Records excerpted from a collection
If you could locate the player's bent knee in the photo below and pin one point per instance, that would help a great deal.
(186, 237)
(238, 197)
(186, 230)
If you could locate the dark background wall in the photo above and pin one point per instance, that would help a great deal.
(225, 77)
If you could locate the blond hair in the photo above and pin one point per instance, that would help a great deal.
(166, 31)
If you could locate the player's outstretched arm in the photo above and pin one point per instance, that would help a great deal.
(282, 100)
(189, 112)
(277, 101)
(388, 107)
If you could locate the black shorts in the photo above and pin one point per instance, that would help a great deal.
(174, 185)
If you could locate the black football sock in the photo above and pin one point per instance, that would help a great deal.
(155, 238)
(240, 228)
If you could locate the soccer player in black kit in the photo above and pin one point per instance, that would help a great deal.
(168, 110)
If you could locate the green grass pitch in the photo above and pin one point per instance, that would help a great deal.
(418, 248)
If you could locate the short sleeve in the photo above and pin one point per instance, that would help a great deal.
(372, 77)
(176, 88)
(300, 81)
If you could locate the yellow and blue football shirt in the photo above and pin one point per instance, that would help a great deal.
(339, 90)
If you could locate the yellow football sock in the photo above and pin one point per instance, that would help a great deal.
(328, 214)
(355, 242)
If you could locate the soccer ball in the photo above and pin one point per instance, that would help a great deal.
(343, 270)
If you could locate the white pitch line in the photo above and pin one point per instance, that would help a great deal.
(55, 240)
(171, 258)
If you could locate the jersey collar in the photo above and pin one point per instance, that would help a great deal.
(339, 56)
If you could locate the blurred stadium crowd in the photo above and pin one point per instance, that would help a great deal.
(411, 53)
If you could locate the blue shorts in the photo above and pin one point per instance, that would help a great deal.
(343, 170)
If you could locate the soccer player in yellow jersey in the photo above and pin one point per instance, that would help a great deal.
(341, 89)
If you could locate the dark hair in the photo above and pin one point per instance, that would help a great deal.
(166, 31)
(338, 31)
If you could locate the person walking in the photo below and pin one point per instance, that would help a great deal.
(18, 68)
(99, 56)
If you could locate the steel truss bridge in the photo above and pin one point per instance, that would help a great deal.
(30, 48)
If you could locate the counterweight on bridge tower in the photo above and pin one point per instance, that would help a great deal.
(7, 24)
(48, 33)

**Exercise details**
Give all of the entries again, exactly.

**Result**
If you could locate the player's bent knee in the photo below and pin one point per instance, that would help a great deal.
(186, 237)
(238, 197)
(186, 230)
If you could locate the dark background wall in the photo above and pin one point per instance, that would help a great deal.
(225, 77)
If you could locate the blond hair in the photo above and pin one point per instance, that would help a great deal.
(166, 31)
If you could locate the player's outstretched arm in the photo above and pin one point per instance, that would help a great deal.
(282, 100)
(189, 112)
(277, 101)
(388, 107)
If you could locate the black shorts in the photo above and pin one point per instance, that would help a great deal.
(174, 185)
If you could locate the black football sock in the photo above and pin one point per instance, that would help a great deal.
(155, 238)
(240, 228)
If you could locate the soccer player in black kit in the photo above and pin one point per instance, that would help a great deal.
(168, 110)
If you could locate the green grass pitch in the photo above and pin one point per instance, that would help a great deal.
(418, 248)
If you could locate the short sleeve in the photo above and pin one point per instance, that would help a great deal.
(372, 77)
(176, 88)
(300, 81)
If you could locate the yellow and blue football shirt in the photo above and pin one point per instance, that would help a great deal.
(339, 90)
If you could locate the yellow football sock in the photo above and pin one point per instance, that would help a great deal.
(328, 214)
(355, 242)
If you could locate the soccer ball in the photo above and pin one point per instance, that would help a great deal.
(343, 270)
If you could locate the white pitch line in the photo above and pin one point per instance, that would help a great deal.
(55, 240)
(171, 258)
If you could locate the jersey collar in the photo above and pin one point per instance, that would help a great deal.
(339, 56)
If you could locate the blurred stadium crowd in the photo above and pin one point per instance, that would help a great deal.
(411, 53)
If you could locate the blue shorts in the photo above and pin one point per instance, that would help a great deal.
(343, 170)
If you could locate the soccer player in yellow jersey in the photo above and pin one point per instance, that would help a great deal.
(341, 89)
If you could locate the dark hair in the photo above and pin one point per instance, that would help a great deal.
(166, 31)
(338, 31)
If you could locate the person walking in the photo below and pin one point per instance, that would help a great deal.
(18, 68)
(99, 56)
If you could locate the steel truss bridge in the photo above and pin one point per instance, that would help a great deal.
(30, 48)
If you could locate the counterweight on bridge tower in the photo above and pin one point per instance, that would help a great deal.
(7, 24)
(48, 33)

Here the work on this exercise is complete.